OBJECTIVE
Render everything from the beginning of the data down to and including the line containing "[[[832,261],[864,258],[864,225],[832,226]]]" as a JSON list of strings, one string per line, with blank lines omitted. Leave the pictures out of the answer.

DATASET RECORDS
**********

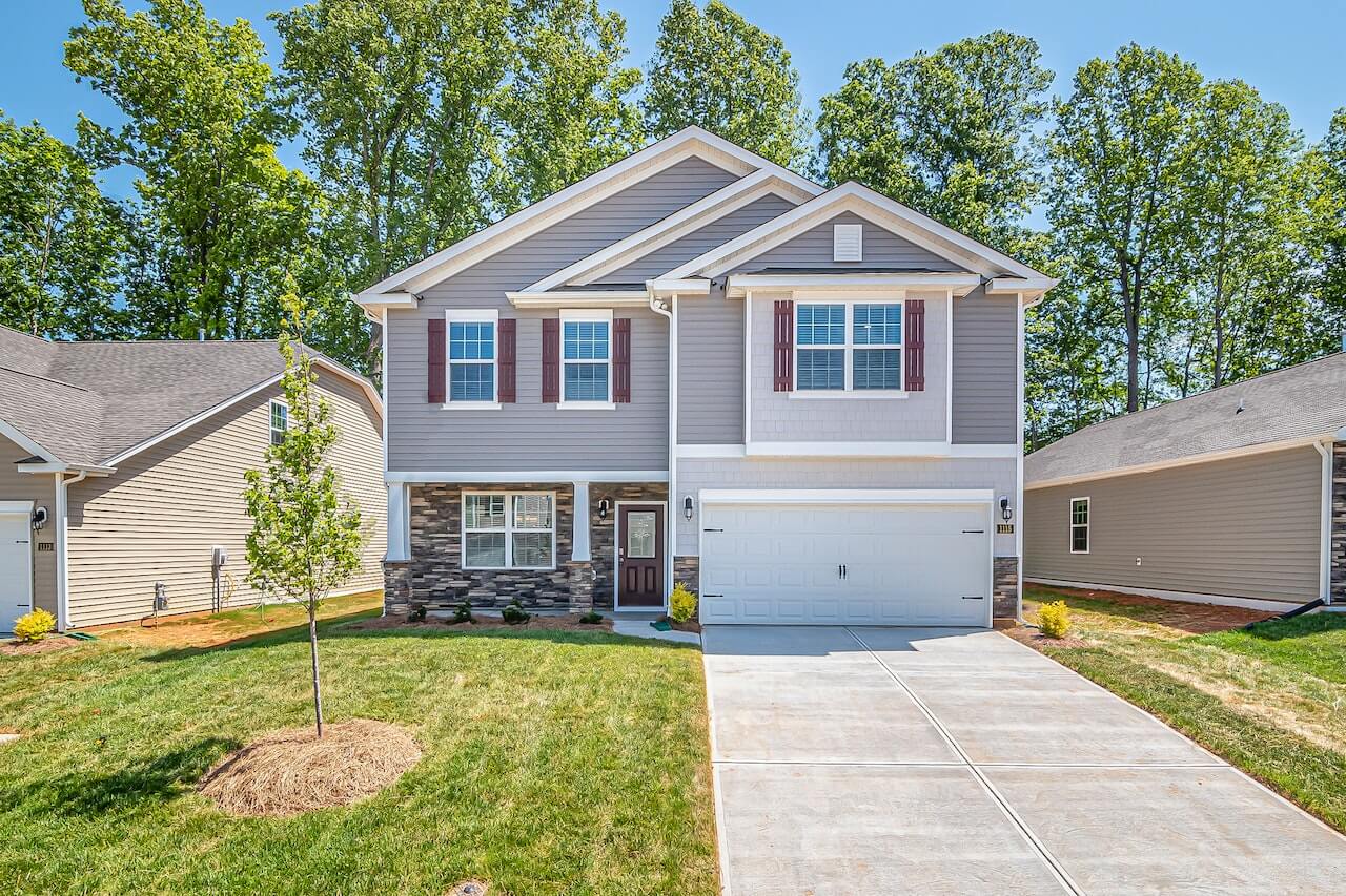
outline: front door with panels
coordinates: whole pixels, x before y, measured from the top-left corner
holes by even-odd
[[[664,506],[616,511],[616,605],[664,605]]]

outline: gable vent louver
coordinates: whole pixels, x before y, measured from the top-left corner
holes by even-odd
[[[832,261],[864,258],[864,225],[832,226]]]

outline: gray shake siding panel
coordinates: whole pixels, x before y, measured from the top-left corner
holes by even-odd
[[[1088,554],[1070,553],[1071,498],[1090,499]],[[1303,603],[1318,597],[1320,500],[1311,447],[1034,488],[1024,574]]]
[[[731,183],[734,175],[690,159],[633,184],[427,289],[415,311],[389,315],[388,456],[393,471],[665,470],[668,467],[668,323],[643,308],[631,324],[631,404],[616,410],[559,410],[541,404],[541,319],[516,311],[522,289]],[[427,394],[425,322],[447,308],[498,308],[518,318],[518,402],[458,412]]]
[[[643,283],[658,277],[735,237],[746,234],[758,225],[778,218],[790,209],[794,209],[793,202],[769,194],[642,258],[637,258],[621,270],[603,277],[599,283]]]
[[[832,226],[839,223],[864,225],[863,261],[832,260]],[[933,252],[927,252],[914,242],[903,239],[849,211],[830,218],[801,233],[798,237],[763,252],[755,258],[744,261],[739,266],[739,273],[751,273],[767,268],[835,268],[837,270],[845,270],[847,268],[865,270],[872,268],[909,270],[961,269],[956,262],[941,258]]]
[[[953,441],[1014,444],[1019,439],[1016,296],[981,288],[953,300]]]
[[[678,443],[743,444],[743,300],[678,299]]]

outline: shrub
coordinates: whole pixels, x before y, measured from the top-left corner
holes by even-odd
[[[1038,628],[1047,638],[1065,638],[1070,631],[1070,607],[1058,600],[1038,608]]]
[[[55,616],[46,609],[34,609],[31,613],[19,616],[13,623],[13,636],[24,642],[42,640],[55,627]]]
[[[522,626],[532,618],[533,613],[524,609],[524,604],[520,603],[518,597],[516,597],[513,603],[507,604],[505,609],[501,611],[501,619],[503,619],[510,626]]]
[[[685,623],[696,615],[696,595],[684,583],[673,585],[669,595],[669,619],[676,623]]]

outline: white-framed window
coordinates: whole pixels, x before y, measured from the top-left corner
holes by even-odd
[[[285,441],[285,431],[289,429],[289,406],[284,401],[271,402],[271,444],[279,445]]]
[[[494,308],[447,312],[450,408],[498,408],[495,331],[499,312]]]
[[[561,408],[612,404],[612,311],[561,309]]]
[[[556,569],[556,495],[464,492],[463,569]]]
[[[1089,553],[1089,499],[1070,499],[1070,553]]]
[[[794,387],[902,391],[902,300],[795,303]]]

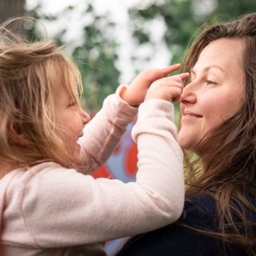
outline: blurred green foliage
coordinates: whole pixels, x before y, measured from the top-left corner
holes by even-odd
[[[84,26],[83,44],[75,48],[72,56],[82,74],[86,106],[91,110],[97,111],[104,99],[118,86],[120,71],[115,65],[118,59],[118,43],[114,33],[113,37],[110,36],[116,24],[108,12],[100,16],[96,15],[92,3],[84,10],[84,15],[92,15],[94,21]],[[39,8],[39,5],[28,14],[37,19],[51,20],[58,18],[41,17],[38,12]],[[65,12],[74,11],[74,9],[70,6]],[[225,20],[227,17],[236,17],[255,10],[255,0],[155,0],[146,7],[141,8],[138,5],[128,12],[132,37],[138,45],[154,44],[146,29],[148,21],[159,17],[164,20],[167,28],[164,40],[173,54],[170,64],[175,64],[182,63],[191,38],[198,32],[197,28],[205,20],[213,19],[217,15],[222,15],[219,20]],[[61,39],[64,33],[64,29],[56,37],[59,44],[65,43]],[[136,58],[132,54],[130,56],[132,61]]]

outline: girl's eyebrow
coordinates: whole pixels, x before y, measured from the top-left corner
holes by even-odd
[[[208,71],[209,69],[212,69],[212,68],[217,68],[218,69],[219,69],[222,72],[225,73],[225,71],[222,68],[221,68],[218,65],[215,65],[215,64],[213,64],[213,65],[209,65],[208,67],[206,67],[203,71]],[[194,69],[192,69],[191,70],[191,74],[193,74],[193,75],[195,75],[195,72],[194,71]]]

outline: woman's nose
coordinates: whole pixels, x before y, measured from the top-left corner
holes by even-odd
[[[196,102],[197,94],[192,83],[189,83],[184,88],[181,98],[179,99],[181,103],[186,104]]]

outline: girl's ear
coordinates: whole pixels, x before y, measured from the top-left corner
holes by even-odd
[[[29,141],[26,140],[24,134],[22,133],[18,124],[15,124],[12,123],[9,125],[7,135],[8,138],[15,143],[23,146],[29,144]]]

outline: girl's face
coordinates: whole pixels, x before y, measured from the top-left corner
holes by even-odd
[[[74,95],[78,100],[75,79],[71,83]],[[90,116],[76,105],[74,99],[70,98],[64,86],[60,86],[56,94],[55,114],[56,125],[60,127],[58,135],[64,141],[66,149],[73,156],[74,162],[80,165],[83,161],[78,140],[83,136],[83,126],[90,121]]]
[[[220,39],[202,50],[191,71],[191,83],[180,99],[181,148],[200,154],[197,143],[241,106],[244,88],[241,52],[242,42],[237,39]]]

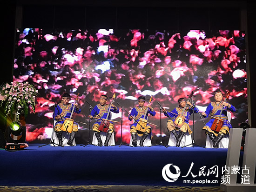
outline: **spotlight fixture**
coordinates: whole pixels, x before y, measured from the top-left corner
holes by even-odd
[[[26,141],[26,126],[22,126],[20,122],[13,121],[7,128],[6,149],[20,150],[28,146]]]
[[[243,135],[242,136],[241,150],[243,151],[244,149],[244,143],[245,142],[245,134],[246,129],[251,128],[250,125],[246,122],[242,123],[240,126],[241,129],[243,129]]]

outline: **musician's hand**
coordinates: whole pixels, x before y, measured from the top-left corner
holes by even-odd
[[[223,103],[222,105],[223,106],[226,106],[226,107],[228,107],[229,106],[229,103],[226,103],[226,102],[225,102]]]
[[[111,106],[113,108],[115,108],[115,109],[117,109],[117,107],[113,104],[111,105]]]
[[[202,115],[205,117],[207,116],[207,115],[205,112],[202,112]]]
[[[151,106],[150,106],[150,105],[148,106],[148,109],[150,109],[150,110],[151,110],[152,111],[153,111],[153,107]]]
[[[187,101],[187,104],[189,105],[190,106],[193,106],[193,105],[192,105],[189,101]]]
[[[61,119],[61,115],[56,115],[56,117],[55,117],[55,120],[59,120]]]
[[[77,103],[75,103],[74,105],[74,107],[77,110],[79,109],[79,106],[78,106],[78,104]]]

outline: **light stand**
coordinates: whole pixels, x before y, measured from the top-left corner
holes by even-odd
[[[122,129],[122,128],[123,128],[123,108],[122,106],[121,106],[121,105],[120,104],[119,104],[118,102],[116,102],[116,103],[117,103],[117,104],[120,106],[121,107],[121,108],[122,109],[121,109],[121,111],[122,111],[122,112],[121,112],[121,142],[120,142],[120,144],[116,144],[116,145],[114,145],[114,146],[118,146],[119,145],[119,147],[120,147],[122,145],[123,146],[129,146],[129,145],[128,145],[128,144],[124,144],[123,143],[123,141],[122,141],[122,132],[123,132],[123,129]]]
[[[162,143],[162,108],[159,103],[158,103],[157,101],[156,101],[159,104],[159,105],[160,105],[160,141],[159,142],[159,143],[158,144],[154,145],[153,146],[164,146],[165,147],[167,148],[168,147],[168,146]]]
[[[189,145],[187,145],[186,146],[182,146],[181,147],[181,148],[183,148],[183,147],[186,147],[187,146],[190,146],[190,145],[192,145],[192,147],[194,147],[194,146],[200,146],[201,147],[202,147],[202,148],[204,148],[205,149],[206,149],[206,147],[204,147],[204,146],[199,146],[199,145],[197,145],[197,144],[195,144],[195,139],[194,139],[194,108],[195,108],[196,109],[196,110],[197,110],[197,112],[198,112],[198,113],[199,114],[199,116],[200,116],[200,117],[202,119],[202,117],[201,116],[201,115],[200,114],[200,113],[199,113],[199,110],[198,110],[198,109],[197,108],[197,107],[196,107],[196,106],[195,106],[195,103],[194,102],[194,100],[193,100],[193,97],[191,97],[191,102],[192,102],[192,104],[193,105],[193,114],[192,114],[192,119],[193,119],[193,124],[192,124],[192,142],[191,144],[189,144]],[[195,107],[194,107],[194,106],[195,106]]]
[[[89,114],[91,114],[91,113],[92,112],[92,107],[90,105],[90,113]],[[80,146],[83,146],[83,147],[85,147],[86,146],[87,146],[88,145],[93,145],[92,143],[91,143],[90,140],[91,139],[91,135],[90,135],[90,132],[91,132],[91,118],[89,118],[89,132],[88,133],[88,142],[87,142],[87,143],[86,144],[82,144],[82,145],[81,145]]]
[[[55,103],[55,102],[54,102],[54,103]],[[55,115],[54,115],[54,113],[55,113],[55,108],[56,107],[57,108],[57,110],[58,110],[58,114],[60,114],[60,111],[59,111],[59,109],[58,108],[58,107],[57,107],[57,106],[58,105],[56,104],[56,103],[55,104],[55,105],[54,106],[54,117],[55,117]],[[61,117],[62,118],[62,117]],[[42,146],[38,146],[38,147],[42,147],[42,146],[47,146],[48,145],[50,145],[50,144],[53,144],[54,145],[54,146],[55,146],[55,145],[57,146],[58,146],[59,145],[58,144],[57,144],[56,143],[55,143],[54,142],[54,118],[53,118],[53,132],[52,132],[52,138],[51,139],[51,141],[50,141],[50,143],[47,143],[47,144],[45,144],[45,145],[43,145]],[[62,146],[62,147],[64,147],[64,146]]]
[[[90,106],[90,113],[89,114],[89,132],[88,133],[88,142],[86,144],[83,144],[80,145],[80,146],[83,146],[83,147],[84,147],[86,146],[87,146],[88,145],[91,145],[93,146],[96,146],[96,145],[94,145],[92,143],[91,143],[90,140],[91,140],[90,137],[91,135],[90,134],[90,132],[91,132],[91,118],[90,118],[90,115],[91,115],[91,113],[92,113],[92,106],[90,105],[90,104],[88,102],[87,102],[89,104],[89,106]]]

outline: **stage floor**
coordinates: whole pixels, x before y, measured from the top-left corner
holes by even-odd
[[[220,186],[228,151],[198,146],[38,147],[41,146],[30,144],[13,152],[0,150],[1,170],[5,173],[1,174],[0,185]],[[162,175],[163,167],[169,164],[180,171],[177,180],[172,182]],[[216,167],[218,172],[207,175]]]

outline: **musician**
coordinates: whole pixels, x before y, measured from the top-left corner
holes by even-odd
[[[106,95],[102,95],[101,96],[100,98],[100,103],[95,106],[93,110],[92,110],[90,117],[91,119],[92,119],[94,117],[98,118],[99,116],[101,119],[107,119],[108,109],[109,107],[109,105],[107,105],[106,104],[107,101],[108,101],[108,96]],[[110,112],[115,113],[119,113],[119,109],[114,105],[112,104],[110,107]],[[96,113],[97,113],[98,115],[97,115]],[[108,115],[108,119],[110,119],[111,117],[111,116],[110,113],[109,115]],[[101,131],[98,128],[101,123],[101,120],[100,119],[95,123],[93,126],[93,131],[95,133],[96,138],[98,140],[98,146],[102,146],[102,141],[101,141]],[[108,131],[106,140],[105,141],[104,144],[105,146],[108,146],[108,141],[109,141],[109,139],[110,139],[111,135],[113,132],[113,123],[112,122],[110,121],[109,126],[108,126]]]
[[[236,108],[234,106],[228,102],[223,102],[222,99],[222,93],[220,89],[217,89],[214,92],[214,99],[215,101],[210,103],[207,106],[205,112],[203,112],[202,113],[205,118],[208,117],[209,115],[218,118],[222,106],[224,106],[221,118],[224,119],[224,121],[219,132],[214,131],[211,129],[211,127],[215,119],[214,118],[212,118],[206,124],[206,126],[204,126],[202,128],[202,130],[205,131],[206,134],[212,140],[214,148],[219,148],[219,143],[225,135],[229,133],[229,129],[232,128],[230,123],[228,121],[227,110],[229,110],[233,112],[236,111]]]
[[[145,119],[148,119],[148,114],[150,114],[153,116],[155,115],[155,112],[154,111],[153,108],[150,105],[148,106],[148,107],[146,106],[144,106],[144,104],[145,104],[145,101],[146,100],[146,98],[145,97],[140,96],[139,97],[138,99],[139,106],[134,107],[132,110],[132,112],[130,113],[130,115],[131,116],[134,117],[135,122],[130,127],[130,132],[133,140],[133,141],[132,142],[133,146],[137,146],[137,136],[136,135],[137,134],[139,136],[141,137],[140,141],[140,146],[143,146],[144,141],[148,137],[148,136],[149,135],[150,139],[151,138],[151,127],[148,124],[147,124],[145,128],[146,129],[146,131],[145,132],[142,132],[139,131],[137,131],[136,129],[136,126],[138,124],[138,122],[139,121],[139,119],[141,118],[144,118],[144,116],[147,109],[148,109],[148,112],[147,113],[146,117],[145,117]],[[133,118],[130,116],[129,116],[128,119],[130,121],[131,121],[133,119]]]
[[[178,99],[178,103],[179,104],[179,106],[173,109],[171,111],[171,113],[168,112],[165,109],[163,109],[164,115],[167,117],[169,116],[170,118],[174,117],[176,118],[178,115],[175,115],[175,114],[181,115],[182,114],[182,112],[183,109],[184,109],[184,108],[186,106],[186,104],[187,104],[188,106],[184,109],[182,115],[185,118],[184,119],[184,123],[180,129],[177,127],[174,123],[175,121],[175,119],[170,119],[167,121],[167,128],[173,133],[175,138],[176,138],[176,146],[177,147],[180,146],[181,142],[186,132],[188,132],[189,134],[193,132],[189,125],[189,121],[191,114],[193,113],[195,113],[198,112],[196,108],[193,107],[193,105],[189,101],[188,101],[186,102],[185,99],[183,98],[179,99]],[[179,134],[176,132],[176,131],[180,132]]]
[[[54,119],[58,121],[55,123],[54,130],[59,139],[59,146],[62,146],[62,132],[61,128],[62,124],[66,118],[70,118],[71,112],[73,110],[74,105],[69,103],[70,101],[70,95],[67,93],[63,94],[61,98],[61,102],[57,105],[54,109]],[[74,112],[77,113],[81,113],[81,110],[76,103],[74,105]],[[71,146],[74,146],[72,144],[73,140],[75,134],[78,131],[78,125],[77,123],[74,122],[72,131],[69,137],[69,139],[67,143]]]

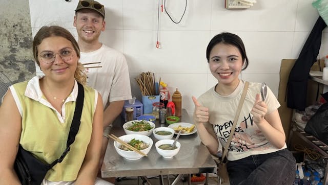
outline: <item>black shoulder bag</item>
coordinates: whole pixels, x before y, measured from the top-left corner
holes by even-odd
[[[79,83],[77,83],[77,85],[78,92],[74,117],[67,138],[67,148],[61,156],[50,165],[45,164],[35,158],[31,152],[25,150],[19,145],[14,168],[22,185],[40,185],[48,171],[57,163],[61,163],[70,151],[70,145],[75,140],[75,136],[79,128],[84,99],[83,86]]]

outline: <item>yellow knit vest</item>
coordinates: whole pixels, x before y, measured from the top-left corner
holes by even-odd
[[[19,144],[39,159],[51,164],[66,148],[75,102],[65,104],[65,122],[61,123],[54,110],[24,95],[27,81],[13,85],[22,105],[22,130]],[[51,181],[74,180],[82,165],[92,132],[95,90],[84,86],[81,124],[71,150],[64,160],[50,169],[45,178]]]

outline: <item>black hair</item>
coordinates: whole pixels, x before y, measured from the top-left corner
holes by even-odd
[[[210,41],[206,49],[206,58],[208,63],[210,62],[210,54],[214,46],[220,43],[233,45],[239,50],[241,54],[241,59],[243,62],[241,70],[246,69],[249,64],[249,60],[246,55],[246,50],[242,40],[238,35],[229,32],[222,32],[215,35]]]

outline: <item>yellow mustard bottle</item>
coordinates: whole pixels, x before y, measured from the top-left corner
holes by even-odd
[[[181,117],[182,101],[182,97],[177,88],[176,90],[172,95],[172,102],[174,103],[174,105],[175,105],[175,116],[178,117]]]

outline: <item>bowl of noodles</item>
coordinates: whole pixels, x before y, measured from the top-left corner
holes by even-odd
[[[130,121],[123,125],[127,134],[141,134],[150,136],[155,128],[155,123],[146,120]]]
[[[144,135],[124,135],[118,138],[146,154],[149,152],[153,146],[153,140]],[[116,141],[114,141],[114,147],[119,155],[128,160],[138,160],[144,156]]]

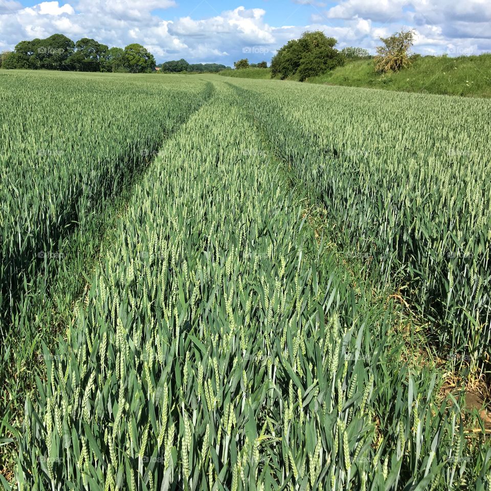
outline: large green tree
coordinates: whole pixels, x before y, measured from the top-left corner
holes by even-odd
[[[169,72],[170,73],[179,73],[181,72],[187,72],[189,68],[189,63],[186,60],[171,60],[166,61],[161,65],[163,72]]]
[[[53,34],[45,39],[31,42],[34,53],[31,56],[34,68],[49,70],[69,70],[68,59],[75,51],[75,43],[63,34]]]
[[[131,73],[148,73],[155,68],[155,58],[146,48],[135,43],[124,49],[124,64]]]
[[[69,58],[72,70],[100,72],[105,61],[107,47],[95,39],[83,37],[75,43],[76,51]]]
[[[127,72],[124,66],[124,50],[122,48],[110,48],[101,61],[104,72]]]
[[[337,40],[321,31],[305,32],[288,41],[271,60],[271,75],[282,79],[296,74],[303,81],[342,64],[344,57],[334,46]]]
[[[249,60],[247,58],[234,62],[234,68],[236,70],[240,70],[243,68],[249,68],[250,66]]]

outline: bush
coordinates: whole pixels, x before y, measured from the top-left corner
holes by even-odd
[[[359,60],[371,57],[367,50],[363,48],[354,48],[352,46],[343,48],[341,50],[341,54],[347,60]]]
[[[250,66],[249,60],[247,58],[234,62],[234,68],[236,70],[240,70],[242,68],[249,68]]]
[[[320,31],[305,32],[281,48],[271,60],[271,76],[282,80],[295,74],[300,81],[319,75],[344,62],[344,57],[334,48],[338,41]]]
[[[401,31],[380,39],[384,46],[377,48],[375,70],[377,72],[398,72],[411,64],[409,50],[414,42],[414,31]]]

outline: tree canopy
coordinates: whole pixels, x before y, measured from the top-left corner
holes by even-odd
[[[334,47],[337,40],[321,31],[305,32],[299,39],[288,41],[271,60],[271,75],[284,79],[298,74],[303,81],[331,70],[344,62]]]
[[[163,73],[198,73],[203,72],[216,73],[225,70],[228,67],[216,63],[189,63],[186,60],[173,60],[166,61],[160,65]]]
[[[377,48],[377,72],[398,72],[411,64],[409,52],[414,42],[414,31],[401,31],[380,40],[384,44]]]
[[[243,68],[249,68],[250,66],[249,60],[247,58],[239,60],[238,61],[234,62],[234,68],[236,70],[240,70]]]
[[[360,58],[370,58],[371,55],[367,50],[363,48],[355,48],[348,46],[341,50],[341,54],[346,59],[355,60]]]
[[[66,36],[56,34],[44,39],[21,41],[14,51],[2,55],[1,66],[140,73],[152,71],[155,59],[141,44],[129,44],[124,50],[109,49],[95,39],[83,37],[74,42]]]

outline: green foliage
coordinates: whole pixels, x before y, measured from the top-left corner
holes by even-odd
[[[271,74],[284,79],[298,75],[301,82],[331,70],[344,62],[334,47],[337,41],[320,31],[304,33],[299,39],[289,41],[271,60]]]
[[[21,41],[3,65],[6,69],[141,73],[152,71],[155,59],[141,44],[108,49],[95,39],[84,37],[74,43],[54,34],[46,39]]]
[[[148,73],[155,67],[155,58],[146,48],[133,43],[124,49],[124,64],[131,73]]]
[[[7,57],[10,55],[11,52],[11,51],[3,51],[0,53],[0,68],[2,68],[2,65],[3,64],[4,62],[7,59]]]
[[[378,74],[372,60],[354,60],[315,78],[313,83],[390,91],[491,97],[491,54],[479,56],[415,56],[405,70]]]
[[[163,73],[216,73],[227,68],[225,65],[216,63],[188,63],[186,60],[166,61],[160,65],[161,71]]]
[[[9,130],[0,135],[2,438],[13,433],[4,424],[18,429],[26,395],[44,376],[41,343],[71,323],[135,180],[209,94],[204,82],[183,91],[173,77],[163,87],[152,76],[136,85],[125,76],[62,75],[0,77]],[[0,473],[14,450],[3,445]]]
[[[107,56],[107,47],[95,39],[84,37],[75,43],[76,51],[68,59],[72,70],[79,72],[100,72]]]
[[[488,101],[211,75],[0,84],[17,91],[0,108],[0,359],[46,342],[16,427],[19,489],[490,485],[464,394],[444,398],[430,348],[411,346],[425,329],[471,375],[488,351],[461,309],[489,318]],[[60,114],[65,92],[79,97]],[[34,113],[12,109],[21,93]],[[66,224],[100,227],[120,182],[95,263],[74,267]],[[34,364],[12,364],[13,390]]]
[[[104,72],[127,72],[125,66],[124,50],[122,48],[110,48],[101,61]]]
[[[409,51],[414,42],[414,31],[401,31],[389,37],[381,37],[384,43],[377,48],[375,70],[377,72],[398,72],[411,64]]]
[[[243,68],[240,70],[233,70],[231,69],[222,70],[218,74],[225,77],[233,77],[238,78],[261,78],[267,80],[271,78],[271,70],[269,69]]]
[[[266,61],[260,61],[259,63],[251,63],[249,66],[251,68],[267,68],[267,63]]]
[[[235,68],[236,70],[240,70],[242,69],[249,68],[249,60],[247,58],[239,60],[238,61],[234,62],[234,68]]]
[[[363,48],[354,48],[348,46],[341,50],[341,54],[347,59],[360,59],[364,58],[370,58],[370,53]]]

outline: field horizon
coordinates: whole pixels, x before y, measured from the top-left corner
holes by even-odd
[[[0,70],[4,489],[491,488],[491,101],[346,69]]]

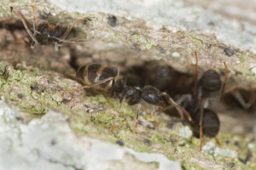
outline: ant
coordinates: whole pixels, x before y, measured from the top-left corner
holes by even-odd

**********

EXERCISE RESPONSE
[
  "outline: front door with panels",
  "coordinates: whole pixels, x before y, measured from the top-left corner",
  "holes by even-odd",
  "[[[664,506],[616,511],[616,605],[664,605]]]",
  "outline: gable vent louver",
  "coordinates: whole pixels, x before y, measured from the top-left corner",
  "holes by even-odd",
  "[[[832,261],[864,258],[864,225],[832,226]]]"
]